#### Information shown

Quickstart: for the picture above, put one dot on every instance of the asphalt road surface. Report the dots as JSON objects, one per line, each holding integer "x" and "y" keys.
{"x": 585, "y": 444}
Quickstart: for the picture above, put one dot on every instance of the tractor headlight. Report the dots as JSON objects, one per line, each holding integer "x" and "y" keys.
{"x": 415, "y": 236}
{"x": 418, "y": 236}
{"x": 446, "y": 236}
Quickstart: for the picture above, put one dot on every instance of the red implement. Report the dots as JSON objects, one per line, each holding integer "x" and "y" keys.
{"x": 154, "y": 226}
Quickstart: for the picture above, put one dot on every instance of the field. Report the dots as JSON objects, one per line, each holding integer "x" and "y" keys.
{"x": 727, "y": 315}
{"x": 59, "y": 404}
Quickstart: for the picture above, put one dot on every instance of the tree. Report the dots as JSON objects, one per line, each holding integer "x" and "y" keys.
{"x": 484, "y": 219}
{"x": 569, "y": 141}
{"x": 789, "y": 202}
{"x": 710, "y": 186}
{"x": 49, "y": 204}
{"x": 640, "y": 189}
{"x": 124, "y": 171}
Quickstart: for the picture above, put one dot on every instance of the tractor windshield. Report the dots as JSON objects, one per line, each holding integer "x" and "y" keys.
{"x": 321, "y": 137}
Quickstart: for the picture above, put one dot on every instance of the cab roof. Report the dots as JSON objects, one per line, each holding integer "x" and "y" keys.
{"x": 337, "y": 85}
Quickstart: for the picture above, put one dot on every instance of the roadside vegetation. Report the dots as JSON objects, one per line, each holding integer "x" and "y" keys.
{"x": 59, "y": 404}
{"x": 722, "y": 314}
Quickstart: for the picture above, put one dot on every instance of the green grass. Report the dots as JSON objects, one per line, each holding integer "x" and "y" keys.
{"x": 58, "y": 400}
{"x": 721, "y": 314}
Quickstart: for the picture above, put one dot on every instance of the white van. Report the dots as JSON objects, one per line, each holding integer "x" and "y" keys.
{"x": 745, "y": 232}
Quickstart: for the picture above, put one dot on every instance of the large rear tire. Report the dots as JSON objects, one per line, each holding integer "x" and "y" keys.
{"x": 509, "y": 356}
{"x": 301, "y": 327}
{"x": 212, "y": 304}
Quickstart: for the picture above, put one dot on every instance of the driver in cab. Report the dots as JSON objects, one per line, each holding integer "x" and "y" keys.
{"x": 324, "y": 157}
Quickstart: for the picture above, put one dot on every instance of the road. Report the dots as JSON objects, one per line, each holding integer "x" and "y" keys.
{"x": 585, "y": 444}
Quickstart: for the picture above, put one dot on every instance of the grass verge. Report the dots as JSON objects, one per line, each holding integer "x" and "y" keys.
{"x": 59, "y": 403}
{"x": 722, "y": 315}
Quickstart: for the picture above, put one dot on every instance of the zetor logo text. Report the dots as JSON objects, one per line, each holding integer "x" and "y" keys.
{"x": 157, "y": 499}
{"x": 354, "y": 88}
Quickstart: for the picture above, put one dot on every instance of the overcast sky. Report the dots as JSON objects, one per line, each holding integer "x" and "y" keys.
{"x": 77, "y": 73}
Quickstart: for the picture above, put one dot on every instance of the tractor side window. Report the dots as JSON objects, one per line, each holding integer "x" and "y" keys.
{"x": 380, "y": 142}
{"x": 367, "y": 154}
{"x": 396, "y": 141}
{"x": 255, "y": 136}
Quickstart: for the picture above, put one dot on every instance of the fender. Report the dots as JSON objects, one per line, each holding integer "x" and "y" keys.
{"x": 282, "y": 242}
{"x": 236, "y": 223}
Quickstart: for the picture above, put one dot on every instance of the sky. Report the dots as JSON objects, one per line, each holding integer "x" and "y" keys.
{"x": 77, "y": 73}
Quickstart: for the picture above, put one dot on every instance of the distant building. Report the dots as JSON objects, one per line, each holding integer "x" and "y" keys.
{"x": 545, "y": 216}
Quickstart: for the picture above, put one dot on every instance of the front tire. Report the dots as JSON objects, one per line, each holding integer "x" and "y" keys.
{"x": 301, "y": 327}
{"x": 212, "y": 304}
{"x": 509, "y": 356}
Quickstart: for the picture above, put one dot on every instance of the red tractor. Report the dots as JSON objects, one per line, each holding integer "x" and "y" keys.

########

## Exercise aim
Output every item above as a numbered list, leaving out blank lines.

## Result for this exercise
1. Quickstart: for the picture above, put one dot on every instance of the asphalt road surface. Report the dots as JSON objects, one per line, each holding integer "x" and "y" keys.
2. {"x": 585, "y": 444}
3. Quickstart: for the picture above, put one dot on every instance of the tractor headlight. Report the dots as JSON objects, one per line, each holding integer "x" and "y" keys.
4. {"x": 415, "y": 236}
5. {"x": 418, "y": 236}
6. {"x": 446, "y": 236}
7. Quickstart: for the picture above, put one dot on every instance of the red implement. Report the dots as JSON objects, one per line, each holding integer "x" and "y" keys.
8. {"x": 154, "y": 226}
9. Quickstart: for the picture above, put one dot on every instance of the field. Report the dots as JSON objects, one per line, each holding integer "x" and "y" keys.
10. {"x": 727, "y": 315}
11. {"x": 59, "y": 404}
12. Quickstart: for the picture above, put one dot on every instance of the tree. Report the dots as JSON objects, one per line, each holding integer "x" and "y" keys.
13. {"x": 484, "y": 219}
14. {"x": 569, "y": 141}
15. {"x": 789, "y": 202}
16. {"x": 710, "y": 186}
17. {"x": 49, "y": 204}
18. {"x": 640, "y": 189}
19. {"x": 124, "y": 171}
20. Quickstart: for the picture above, put one dot on every instance of the tractor windshield. Report the dots as JSON objects, one per line, each holding integer "x" and "y" keys.
21. {"x": 321, "y": 137}
22. Quickstart: for the picture above, put one dot on every instance of the cab roof. Report the dots as JSON objects, one per line, each holding integer "x" and "y" keys.
23. {"x": 337, "y": 85}
24. Quickstart: for the picture above, put one dot on every instance of the roadside vegetation. Report the dots as JSON objects, one per line, each holding integer "x" and "y" keys.
25. {"x": 59, "y": 404}
26. {"x": 722, "y": 314}
27. Quickstart: for the picture above, put one dot on every instance of the green grass. Report the dots as JSON objects, one per line, each holding integer "x" and "y" keys.
28. {"x": 58, "y": 400}
29. {"x": 721, "y": 314}
30. Quickstart: for the picture above, put one dot on every instance of the white van. Report the dots as JSON objects, one per line, each holding integer "x" and "y" keys.
31. {"x": 745, "y": 232}
32. Quickstart: for the picture above, put one dot on every instance of the large rear tire. Report the dots as JSON objects, one per line, each holding integer "x" and "y" keys.
33. {"x": 509, "y": 356}
34. {"x": 301, "y": 327}
35. {"x": 212, "y": 304}
36. Quickstart: for the picture above, put one dot on every instance of the driver in cab. Report the dots as JSON objects, one per line, each holding integer "x" and "y" keys.
37. {"x": 324, "y": 157}
38. Quickstart: for the picture above, put one dot on every instance of the road. Report the dots as JSON objects, one per line, each holding integer "x" and "y" keys.
39. {"x": 585, "y": 444}
40. Quickstart: for the picture above, put one dot on every instance of the grass verge. Report the dots as JSON objects, one per line, each holding integer "x" and "y" keys.
41. {"x": 59, "y": 403}
42. {"x": 722, "y": 315}
43. Quickstart: for the picture above, put one dot on every instance of the zetor logo text. Report the dots as JSON objects, one per line, each holding integer "x" and "y" keys.
44. {"x": 157, "y": 499}
45. {"x": 354, "y": 88}
46. Quickstart: for the picture above, put one dot on every instance of the overcast sky. Report the dots as JSON objects, one per line, each holding integer "x" and "y" keys.
47. {"x": 77, "y": 73}
48. Quickstart: for the picture above, put one dot on every instance of the tractor side window. Report the dots as JSON objects, one per line, each holding integer "x" and "y" keys.
49. {"x": 380, "y": 142}
50. {"x": 367, "y": 154}
51. {"x": 396, "y": 141}
52. {"x": 255, "y": 136}
53. Quickstart: for the picture above, put one dot on every instance of the fender. Report the dots as JSON objects, one per line, each holding integer "x" and "y" keys.
54. {"x": 282, "y": 242}
55. {"x": 236, "y": 223}
56. Quickstart: for the picture above, put one dot on every instance of the sky. Report the dots as JSON objects, one per line, each holding integer "x" and "y" keys.
57. {"x": 77, "y": 73}
58. Quickstart: for the picture above, put one dot on every instance of the distant building. Report the dots as JSON objects, one per line, each holding integer "x" and "y" keys.
59. {"x": 545, "y": 216}
60. Quickstart: for the picture above, put one dot on every instance of the front tire. Report the dots as JSON objects, one per line, each holding integer "x" and "y" keys.
61. {"x": 301, "y": 327}
62. {"x": 212, "y": 304}
63. {"x": 509, "y": 356}
64. Quickstart: for the picture above, put one dot on every instance of the red tractor. Report the dots as JSON objects, one per line, each holding integer "x" and "y" keys.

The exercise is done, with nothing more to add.